Extract the full listing below without altering a single character.

### SUPPLIED ENTRIES

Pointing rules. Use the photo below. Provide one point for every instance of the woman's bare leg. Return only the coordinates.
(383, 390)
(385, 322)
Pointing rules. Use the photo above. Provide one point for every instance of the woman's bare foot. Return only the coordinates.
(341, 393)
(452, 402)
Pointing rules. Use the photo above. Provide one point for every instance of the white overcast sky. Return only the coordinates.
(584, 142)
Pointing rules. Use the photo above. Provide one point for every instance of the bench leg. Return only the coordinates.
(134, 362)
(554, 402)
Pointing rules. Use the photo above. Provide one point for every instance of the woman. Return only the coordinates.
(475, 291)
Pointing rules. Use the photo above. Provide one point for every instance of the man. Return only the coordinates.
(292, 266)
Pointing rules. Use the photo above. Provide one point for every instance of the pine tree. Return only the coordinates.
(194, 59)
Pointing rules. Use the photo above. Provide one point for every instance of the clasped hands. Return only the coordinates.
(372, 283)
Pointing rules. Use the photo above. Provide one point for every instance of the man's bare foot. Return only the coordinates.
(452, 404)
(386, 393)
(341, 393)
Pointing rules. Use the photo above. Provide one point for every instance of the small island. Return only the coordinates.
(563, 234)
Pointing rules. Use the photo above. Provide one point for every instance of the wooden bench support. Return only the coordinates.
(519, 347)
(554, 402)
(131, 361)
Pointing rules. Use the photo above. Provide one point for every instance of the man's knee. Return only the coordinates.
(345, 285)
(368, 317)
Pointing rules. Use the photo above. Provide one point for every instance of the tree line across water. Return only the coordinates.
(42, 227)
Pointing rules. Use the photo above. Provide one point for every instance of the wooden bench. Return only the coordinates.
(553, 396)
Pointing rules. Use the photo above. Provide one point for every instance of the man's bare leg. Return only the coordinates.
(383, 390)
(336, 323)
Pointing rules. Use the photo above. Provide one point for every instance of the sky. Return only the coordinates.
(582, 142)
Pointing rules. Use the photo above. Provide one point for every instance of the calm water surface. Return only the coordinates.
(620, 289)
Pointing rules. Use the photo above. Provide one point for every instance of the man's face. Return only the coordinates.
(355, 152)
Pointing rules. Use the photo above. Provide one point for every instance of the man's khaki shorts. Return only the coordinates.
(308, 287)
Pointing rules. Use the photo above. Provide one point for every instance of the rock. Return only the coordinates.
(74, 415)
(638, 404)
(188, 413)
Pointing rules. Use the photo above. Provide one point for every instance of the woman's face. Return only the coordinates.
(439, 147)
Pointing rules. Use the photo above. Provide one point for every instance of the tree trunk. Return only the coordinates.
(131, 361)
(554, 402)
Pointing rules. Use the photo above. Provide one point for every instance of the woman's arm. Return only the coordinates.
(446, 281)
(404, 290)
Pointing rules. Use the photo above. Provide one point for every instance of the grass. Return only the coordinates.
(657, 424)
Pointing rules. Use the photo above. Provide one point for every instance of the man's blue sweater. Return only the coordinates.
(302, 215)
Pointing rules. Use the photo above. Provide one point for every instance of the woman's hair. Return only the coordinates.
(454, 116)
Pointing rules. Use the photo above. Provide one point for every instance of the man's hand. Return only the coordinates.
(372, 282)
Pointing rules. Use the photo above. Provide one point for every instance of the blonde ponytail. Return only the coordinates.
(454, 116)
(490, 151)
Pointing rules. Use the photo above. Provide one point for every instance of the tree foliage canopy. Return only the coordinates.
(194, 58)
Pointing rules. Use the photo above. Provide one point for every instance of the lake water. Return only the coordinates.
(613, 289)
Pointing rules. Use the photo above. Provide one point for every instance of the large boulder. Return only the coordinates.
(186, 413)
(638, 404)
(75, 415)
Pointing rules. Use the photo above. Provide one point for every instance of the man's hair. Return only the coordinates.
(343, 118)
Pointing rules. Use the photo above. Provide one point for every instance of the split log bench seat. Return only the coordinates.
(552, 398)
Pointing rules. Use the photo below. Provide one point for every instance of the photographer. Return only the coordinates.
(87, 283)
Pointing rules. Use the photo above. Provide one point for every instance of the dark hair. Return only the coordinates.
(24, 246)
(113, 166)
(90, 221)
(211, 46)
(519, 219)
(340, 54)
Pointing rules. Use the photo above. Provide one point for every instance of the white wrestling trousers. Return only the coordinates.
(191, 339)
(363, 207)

######

• WRITTEN RESPONSE:
Pointing rules. Use the photo below. Provide one point for every instance of the woman's bare leg. Return only the coordinates.
(383, 390)
(385, 322)
Pointing rules. Use the photo above. Provide one point for every instance of the woman's bare foot. Return only the coordinates.
(341, 393)
(452, 402)
Pointing rules. Use the photo above. Provide one point for every instance of the white overcast sky. Return only the coordinates.
(584, 142)
Pointing rules. Use the photo above. Provide one point for every instance of the bench leg. Return only the coordinates.
(134, 362)
(554, 402)
Pointing rules. Use the photo above. Provide one point for every instance of the woman. Return only the coordinates.
(475, 291)
Pointing rules. Use the photo above. Provide one point for every instance of the man. Return only the coordinates.
(292, 266)
Pointing rules. Use the photo above. Provide one point for every instance of the pine tree. Return only the coordinates.
(194, 59)
Pointing rules. Use the photo above. Provide one point for every instance of the clasped hands. Return only the coordinates.
(372, 283)
Pointing rules. Use the photo above. Provide one point for every instance of the man's bare foot. Return only the coordinates.
(452, 404)
(386, 393)
(341, 393)
Pointing rules. Use the photo above. Provide one point for every instance of the small island. Return only the coordinates.
(563, 234)
Pointing rules. Use the photo above. Provide one point for every instance of the wooden bench support. Return only the coordinates.
(519, 347)
(554, 402)
(131, 361)
Pointing rules. Use the photo above. Provide one point for every instance of the man's knee. Return only the coordinates.
(345, 285)
(368, 317)
Pointing rules. Use the photo above. Provide one point for every instance of the tree line across water. Return only the coordinates.
(42, 227)
Pointing rules. Use the photo above. Provide one point for every instance of the wooden bench. Return only the coordinates.
(553, 396)
Pointing rules. Use the photo above. Provide one point for every instance of the man's bare leg. Return only the coordinates.
(383, 390)
(336, 323)
Pointing rules. Use the photo above. Provide one point for every instance of the sky. Return only the coordinates.
(582, 142)
Pointing rules. Use the photo above. Provide one point for every instance of the calm water surface. Return only the coordinates.
(620, 289)
Pointing rules. Use the photo above. Provide one point for every instance of the man's face. Return only the coordinates.
(355, 152)
Pointing rules. Use the photo above. Provide one point for every instance of the man's khaki shorts. Return only the coordinates.
(308, 287)
Pointing rules. Use the photo above. Provide one point for every instance of the rock. Return only the coordinates.
(74, 415)
(638, 404)
(188, 413)
Pointing rules. Use the photo above. Provide one point for every instance of the woman's face. Return only the coordinates.
(439, 147)
Pointing rules. Use the photo above. Provide one point for every instance of the tree trunk. Return only the coordinates.
(131, 361)
(554, 402)
Pointing rules. Use the photo above. Provide one point for every instance of the woman's arm. Return only the coordinates.
(446, 281)
(404, 290)
Pointing rules. Use the photo above. Provide one point for every instance of the grass. Return only the coordinates.
(657, 424)
Pointing rules. Use the photo above. Provide one point for every instance of the man's blue sweater. Return only the coordinates.
(302, 215)
Pointing rules. Use the photo above. Provide one point for every instance of the woman's hair. Return only the coordinates.
(454, 116)
Pointing rules. Use the photo above. Provide one point for every instance of the man's hand. Return only the coordinates.
(372, 282)
Pointing rules. Use the photo above. Provide one point for every instance of the blonde ponytail. Return only the coordinates.
(454, 116)
(490, 151)
Pointing rules. Use the photo above. Provide one point for every instance of the tree foliage canopy. Return only the coordinates.
(194, 58)
Pointing rules. Use the photo above. Provide one point for every instance of the lake water. Return only the coordinates.
(613, 289)
Pointing rules. Use the photo above. Provide one point for every instance of the large boulder. Return only the coordinates.
(186, 413)
(638, 404)
(75, 415)
Pointing rules. Use the photo above. Provide one point for every instance of the man's hair. Return only the coordinates.
(343, 118)
Pointing rules. Use the photo above. Provide one point for every instance of the split log bench seat. Return only the coordinates.
(552, 398)
Pointing rules. Use the photo below. Provide one point for every instance of the photographer. Return only the coordinates.
(87, 283)
Pointing rules. Use the photo above. Provide one point for every instance of the dark hair. Return only the coordinates.
(24, 246)
(113, 166)
(90, 221)
(211, 46)
(519, 219)
(340, 54)
Pointing rules. Use the photo above. Provide one point for every instance of the white wrestling trousers. Return only the coordinates.
(191, 339)
(363, 207)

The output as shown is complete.